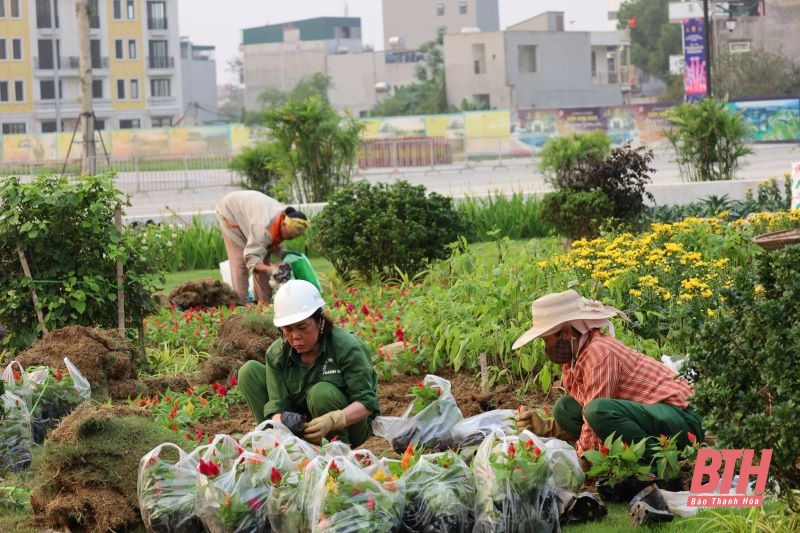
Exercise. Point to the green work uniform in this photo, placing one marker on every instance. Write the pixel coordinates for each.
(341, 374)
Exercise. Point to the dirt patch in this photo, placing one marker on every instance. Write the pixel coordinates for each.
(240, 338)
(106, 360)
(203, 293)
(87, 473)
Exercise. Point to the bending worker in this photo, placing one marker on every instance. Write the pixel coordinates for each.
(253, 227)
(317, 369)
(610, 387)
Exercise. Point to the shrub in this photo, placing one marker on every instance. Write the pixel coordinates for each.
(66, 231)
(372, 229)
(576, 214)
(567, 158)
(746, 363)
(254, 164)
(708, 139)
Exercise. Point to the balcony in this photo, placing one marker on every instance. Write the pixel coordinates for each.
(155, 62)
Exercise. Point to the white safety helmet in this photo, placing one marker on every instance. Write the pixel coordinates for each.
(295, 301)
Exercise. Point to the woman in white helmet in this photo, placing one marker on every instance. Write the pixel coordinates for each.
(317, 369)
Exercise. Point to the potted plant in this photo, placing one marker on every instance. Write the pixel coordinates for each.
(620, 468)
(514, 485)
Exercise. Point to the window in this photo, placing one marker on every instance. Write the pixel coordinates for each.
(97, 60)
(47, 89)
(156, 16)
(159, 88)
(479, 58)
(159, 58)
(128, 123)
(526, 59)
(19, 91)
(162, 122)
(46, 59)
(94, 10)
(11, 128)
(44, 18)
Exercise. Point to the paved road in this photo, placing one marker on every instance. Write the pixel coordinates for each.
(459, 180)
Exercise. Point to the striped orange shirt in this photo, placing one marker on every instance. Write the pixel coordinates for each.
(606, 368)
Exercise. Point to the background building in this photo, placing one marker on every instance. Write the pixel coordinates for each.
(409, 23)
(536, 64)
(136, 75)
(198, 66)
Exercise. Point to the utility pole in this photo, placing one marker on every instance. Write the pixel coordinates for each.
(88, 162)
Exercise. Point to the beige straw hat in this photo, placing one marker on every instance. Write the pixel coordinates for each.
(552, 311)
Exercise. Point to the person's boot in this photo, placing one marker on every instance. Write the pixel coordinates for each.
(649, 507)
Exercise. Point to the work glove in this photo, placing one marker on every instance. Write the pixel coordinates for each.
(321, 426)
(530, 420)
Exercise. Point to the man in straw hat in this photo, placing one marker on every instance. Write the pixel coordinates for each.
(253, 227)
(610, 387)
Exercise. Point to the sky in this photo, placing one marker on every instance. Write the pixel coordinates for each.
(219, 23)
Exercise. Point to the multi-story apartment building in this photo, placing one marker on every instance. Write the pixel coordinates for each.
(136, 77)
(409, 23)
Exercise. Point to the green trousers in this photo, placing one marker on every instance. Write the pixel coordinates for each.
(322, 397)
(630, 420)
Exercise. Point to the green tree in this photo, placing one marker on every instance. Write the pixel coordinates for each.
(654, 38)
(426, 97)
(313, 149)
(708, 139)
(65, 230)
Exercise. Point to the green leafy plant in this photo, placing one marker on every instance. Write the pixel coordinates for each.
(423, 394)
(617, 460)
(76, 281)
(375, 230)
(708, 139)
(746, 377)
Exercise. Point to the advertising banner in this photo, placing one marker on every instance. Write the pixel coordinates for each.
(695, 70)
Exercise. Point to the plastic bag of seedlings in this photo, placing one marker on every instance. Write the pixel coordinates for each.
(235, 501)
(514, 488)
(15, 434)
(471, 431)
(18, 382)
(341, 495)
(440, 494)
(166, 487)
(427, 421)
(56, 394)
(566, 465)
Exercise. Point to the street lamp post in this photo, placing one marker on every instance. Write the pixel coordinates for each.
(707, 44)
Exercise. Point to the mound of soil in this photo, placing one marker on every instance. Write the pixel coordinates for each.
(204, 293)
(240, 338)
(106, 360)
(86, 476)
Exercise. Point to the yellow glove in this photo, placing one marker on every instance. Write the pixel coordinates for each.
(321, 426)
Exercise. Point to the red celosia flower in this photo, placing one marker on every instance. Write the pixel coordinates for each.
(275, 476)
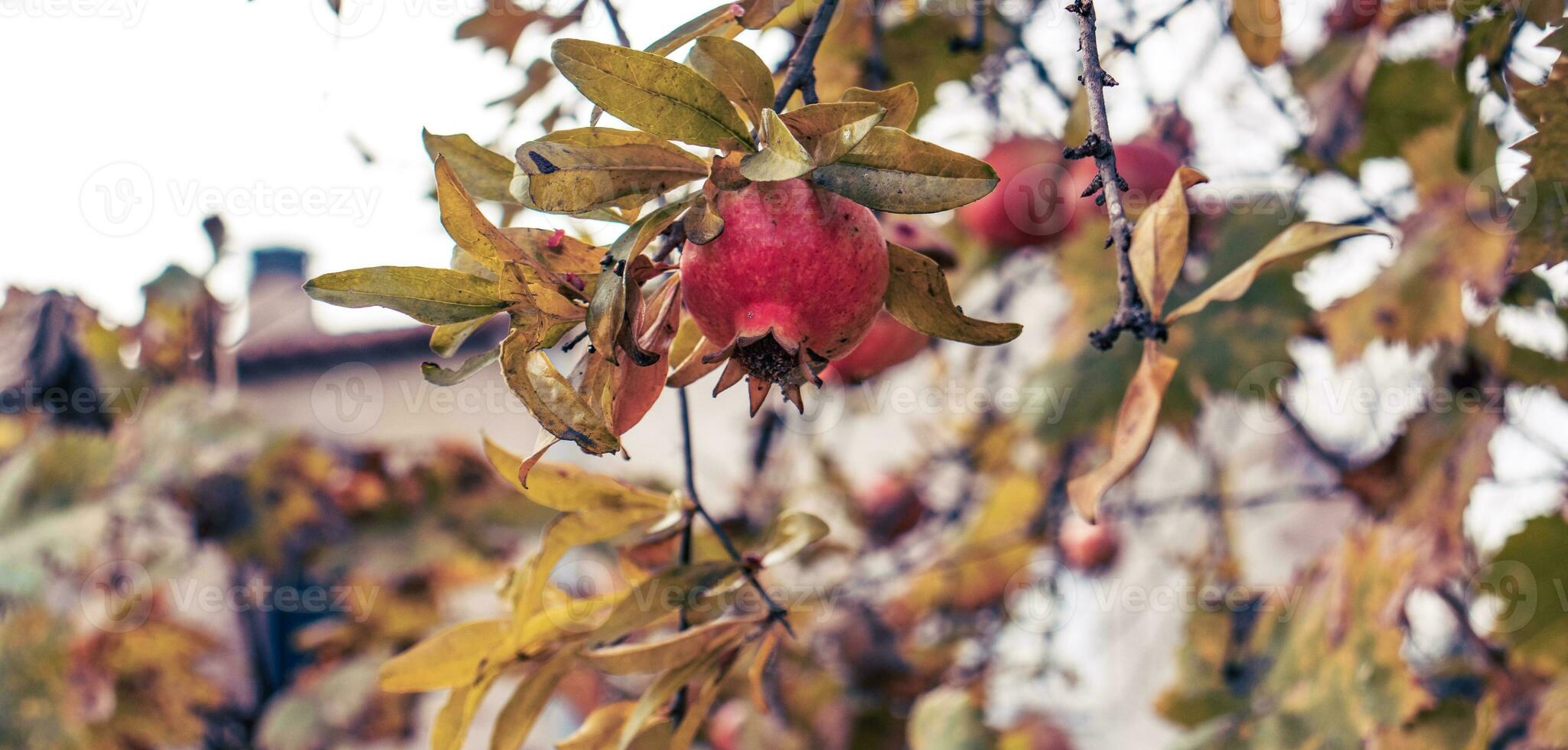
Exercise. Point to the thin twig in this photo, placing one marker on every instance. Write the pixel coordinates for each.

◆ About this task: Beginning with the line containing "Exercise. Point to the red" and ending with the last line of the data above, repeat each line exactly. Include no pictures and no other lines.

◆ Reply to the exercise:
Exercise. Point to the red celosia flower in this photo, placing one marker on every instance. Write the pixel coordinates for each.
(275, 476)
Exercise. Point to the thin twig in this photo, placing one marker on every instance. Write the pixel coordinates for each.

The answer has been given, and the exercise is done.